▸ **Task data**
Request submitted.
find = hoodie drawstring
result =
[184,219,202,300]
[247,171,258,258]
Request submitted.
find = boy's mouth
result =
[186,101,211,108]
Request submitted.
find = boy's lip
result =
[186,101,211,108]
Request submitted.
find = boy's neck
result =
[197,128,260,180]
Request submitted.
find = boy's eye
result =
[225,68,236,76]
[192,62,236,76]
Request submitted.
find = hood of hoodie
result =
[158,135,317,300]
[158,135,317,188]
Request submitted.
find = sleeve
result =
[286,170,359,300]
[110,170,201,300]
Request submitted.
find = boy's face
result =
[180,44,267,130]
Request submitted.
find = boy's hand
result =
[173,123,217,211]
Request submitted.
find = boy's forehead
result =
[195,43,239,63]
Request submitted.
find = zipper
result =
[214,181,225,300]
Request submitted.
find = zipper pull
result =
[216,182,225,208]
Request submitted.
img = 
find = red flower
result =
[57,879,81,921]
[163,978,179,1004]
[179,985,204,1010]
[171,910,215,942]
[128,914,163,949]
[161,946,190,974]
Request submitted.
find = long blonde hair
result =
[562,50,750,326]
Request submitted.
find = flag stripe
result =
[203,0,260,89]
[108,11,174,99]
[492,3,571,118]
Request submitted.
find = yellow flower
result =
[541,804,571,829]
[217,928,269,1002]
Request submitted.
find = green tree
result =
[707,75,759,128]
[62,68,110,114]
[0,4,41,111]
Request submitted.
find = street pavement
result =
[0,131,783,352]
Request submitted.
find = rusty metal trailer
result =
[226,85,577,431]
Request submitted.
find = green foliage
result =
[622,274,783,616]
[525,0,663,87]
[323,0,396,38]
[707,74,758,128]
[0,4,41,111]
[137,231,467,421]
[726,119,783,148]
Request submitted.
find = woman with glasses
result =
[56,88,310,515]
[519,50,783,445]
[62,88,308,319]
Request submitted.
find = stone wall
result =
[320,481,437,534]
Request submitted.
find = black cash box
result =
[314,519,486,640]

▸ **Written task**
Add -38 to each bounding-box coordinate in the data, from the first line up to and including the line containing "[192,62,236,76]". Write out every line of that span, changing only those coordinates.

▸ **Solution to the problem**
Request submitted.
find = hoodie drawstring
result =
[146,181,164,262]
[209,133,220,220]
Request submitted.
find = boy's mouth
result =
[148,63,173,70]
Request submitted.
find = boy's lip
result =
[148,63,173,70]
Request submitted.
find = boy's neck
result =
[159,90,222,142]
Request submitted.
find = boy's eye
result =
[187,30,198,38]
[154,24,198,38]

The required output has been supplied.